WHAT THIS TASK INVOLVES = Each line of the data that mentions the string "drawer" needs to be identified and copied.
◇ ◇ ◇ ◇
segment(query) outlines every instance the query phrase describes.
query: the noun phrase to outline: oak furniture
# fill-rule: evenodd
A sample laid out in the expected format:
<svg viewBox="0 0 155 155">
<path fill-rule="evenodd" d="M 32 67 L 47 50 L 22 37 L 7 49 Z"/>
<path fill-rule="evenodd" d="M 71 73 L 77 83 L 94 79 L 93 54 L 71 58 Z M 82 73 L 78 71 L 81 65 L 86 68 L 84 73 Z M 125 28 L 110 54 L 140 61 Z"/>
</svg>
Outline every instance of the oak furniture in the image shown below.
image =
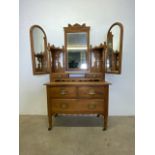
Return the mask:
<svg viewBox="0 0 155 155">
<path fill-rule="evenodd" d="M 57 114 L 99 114 L 108 121 L 107 82 L 50 82 L 46 84 L 49 130 L 52 116 Z"/>
<path fill-rule="evenodd" d="M 49 74 L 50 78 L 45 84 L 49 130 L 52 117 L 59 114 L 101 115 L 103 129 L 107 129 L 110 83 L 105 81 L 105 72 L 119 74 L 121 71 L 123 30 L 111 31 L 115 25 L 119 23 L 109 29 L 107 44 L 95 47 L 90 45 L 90 27 L 86 24 L 64 27 L 62 47 L 47 45 L 46 34 L 40 26 L 30 28 L 33 74 Z M 117 52 L 114 42 L 119 44 Z"/>
</svg>

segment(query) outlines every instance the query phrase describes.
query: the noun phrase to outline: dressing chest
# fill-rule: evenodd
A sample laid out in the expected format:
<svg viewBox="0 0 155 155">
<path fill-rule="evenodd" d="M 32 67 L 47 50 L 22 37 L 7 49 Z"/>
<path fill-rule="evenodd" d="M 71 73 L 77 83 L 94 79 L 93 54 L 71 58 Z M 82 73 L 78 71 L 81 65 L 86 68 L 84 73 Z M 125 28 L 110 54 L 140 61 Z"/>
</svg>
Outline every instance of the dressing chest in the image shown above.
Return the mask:
<svg viewBox="0 0 155 155">
<path fill-rule="evenodd" d="M 119 49 L 114 50 L 114 32 L 119 26 Z M 122 25 L 113 24 L 107 43 L 90 45 L 90 27 L 68 24 L 64 27 L 64 46 L 47 44 L 39 25 L 30 28 L 32 68 L 34 75 L 49 74 L 45 84 L 49 130 L 52 117 L 59 114 L 96 114 L 108 126 L 109 84 L 105 73 L 120 74 L 122 57 Z"/>
<path fill-rule="evenodd" d="M 46 84 L 49 129 L 55 114 L 101 114 L 107 128 L 109 84 L 99 82 L 51 82 Z"/>
</svg>

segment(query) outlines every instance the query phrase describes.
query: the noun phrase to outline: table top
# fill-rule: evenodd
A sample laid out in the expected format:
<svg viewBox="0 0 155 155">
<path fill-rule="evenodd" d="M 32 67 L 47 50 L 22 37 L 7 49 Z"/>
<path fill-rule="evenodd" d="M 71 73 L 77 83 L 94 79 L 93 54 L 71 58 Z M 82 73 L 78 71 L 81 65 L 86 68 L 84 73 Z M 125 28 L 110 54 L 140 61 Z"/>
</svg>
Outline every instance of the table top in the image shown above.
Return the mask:
<svg viewBox="0 0 155 155">
<path fill-rule="evenodd" d="M 106 81 L 98 81 L 98 82 L 49 82 L 45 83 L 44 85 L 51 86 L 51 85 L 95 85 L 95 86 L 100 86 L 100 85 L 110 85 L 111 83 L 106 82 Z"/>
</svg>

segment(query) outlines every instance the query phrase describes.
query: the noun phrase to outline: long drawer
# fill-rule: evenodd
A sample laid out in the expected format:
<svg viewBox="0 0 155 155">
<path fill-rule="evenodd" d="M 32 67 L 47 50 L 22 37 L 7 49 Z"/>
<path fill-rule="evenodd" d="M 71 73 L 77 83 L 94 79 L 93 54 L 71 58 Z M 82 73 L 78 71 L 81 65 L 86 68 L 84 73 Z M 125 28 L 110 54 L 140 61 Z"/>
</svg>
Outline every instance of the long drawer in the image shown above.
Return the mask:
<svg viewBox="0 0 155 155">
<path fill-rule="evenodd" d="M 76 98 L 77 92 L 76 87 L 51 87 L 50 88 L 50 97 L 51 98 Z"/>
<path fill-rule="evenodd" d="M 51 111 L 59 113 L 103 112 L 104 100 L 101 99 L 52 99 Z"/>
<path fill-rule="evenodd" d="M 78 96 L 80 98 L 104 98 L 104 87 L 81 86 L 78 87 Z"/>
</svg>

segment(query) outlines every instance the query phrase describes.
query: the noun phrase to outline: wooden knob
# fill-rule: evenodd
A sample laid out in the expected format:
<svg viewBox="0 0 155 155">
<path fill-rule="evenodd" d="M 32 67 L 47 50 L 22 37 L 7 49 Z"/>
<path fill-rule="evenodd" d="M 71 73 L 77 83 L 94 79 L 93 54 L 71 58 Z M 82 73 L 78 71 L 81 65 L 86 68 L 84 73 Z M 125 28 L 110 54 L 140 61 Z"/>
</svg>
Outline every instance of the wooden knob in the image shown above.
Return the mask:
◇ ◇ ◇ ◇
COMPLETED EXERCISE =
query: the noun phrase to outline: long drawer
Outline every instance of the long drawer in the image shown above.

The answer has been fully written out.